(Stored data)
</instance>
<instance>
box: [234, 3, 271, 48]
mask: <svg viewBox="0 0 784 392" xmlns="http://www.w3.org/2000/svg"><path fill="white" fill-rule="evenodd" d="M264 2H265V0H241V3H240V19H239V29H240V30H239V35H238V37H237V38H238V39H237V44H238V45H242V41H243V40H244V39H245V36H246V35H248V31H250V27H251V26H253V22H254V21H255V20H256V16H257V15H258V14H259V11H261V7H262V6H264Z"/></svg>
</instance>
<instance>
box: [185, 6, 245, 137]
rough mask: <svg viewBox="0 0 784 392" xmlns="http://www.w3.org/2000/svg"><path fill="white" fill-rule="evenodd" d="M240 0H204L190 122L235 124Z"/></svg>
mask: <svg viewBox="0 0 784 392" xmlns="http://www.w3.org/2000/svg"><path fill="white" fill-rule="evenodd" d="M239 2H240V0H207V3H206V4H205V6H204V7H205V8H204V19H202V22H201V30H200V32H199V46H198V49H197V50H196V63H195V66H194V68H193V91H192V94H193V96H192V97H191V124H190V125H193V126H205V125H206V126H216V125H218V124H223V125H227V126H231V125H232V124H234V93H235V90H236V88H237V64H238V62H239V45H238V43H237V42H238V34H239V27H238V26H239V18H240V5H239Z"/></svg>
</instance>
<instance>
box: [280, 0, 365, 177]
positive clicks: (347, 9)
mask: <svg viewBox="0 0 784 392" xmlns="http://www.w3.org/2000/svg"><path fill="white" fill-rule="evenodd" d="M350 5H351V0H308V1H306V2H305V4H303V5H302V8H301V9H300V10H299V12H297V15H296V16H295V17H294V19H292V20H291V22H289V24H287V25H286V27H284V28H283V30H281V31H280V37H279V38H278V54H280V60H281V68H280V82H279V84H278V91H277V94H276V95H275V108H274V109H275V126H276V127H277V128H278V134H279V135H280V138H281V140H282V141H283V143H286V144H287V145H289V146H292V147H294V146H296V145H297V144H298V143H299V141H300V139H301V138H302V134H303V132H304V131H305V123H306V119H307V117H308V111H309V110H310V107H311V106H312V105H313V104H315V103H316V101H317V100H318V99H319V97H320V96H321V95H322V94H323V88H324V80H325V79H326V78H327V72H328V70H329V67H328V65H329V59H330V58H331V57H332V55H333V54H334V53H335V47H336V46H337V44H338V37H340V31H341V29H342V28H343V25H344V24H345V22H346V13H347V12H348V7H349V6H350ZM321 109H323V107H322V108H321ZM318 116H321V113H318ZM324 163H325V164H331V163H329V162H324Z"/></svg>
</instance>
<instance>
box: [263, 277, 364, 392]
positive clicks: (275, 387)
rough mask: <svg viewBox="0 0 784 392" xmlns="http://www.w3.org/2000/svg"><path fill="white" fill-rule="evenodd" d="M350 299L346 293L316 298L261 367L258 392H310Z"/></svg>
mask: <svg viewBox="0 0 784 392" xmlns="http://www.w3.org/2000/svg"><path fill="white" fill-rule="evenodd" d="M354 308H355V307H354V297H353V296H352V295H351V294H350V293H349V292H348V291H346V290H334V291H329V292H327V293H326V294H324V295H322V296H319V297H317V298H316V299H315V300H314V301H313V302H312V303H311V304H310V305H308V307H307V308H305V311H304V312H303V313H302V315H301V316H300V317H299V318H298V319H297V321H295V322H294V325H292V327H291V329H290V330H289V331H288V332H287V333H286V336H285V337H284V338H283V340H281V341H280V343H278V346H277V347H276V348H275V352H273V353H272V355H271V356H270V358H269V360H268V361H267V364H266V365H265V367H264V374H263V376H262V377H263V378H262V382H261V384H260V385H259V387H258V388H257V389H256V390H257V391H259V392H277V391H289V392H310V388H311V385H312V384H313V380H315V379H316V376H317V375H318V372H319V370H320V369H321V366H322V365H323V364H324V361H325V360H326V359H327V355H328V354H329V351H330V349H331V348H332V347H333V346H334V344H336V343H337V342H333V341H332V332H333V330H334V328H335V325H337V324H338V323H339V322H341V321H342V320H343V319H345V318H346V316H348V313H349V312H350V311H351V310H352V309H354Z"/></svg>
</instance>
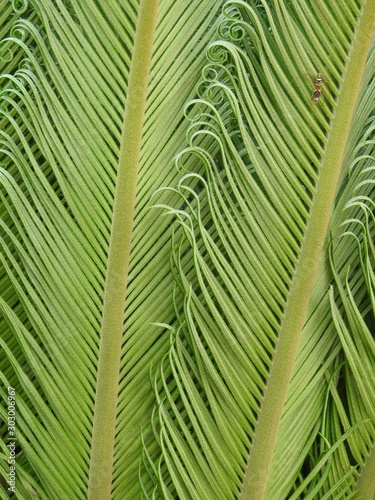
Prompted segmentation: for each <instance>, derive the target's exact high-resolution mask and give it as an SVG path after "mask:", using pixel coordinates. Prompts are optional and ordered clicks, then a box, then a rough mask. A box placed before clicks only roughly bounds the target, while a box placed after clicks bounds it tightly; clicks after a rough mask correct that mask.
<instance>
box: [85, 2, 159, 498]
mask: <svg viewBox="0 0 375 500" xmlns="http://www.w3.org/2000/svg"><path fill="white" fill-rule="evenodd" d="M157 9H158V0H141V4H140V8H139V16H138V24H137V29H136V35H135V41H134V52H133V59H132V63H131V68H130V75H129V85H128V93H127V99H126V105H125V114H124V122H123V130H122V141H121V149H120V158H119V165H118V174H117V183H116V190H115V197H114V206H113V220H112V228H111V238H110V243H109V252H108V266H107V277H106V285H105V291H104V305H103V317H102V328H101V336H100V346H99V364H98V375H97V390H96V400H95V409H94V422H93V436H92V449H91V463H90V476H89V490H88V498H89V499H90V500H106V499H109V498H110V496H111V487H112V469H113V453H114V438H115V425H116V414H117V397H118V386H119V372H120V358H121V344H122V336H123V325H124V314H125V298H126V289H127V275H128V269H129V259H130V248H131V239H132V230H133V219H134V209H135V197H136V191H137V182H138V167H139V159H140V151H141V141H142V132H143V121H144V113H145V107H146V99H147V86H148V82H149V76H150V68H151V56H152V49H153V42H154V36H155V27H156V17H157Z"/></svg>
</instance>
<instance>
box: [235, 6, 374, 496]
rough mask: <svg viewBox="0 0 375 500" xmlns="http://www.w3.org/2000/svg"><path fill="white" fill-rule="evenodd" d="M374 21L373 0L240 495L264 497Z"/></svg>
mask: <svg viewBox="0 0 375 500" xmlns="http://www.w3.org/2000/svg"><path fill="white" fill-rule="evenodd" d="M374 26H375V0H368V1H367V2H366V5H365V7H364V9H363V11H362V16H361V19H360V23H359V26H358V29H357V33H356V37H355V39H354V44H353V48H352V52H351V54H350V58H349V62H348V65H347V69H346V72H345V78H344V80H343V85H342V89H341V93H340V98H339V100H338V104H337V108H336V112H335V115H334V118H333V120H332V126H331V133H330V135H329V138H328V141H327V146H326V149H325V153H324V157H323V161H322V166H321V174H320V177H319V180H318V183H317V187H316V192H315V196H314V200H313V203H312V207H311V211H310V217H309V220H308V224H307V229H306V234H305V239H304V242H303V245H302V249H301V254H300V258H299V261H298V264H297V269H296V274H295V277H294V280H293V283H292V287H291V290H290V295H289V299H288V303H287V306H286V309H285V313H284V318H283V322H282V325H281V328H280V333H279V341H278V344H277V348H276V352H275V356H274V360H273V364H272V367H271V372H270V376H269V379H268V384H267V389H266V392H265V396H264V401H263V405H262V408H261V412H260V415H259V419H258V424H257V427H256V433H255V437H254V441H253V444H252V448H251V453H250V457H249V461H248V465H247V469H246V472H245V476H244V482H243V488H242V492H241V499H254V500H260V499H262V498H264V495H265V491H266V487H267V482H268V477H269V473H270V470H271V464H272V458H273V452H274V448H275V444H276V440H277V435H278V430H279V426H280V422H281V417H282V414H283V409H284V404H285V401H286V397H287V392H288V387H289V383H290V380H291V377H292V374H293V370H294V365H295V361H296V357H297V352H298V345H299V340H300V335H301V332H302V328H303V325H304V322H305V318H306V314H307V308H308V305H309V300H310V295H311V292H312V289H313V285H314V281H315V277H316V273H317V269H318V265H319V261H320V259H321V255H322V251H323V246H324V242H325V239H326V235H327V230H328V226H329V221H330V216H331V213H332V210H333V207H334V203H335V198H336V191H337V185H338V181H339V179H340V174H341V167H342V160H343V157H344V152H345V146H346V143H347V140H348V136H349V132H350V128H351V123H352V120H353V116H354V112H355V108H356V104H357V101H358V96H359V92H360V84H361V81H362V77H363V73H364V70H365V65H366V60H367V57H368V54H369V50H370V47H371V41H372V35H373V31H374Z"/></svg>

--- AIM OF THE TASK ---
What is needed is an exact copy of the entries from their first line down to the line with "box: [280, 0, 365, 177]", that line included, and nothing beyond it.

--- RESPONSE BOX ---
</instance>
<instance>
box: [234, 3, 271, 48]
mask: <svg viewBox="0 0 784 392" xmlns="http://www.w3.org/2000/svg"><path fill="white" fill-rule="evenodd" d="M264 2H265V0H241V3H240V19H239V29H240V30H239V35H238V37H237V38H238V39H237V44H238V45H242V41H243V40H244V39H245V36H246V35H248V31H250V27H251V26H253V22H254V21H255V20H256V16H257V15H258V14H259V11H261V7H262V6H264Z"/></svg>
</instance>
<instance>
box: [185, 6, 245, 137]
rough mask: <svg viewBox="0 0 784 392" xmlns="http://www.w3.org/2000/svg"><path fill="white" fill-rule="evenodd" d="M240 0H204L190 122L235 124Z"/></svg>
mask: <svg viewBox="0 0 784 392" xmlns="http://www.w3.org/2000/svg"><path fill="white" fill-rule="evenodd" d="M239 2H240V0H207V3H206V4H205V6H204V7H205V8H204V19H202V22H201V30H200V32H199V46H198V49H197V50H196V63H195V66H194V68H193V91H192V94H193V96H192V97H191V124H190V125H193V126H205V125H206V126H216V125H218V124H223V125H227V126H231V125H232V124H234V93H235V90H236V88H237V64H238V62H239V45H238V43H237V42H238V34H239V27H238V26H239V18H240V5H239Z"/></svg>
</instance>
<instance>
box: [280, 0, 365, 177]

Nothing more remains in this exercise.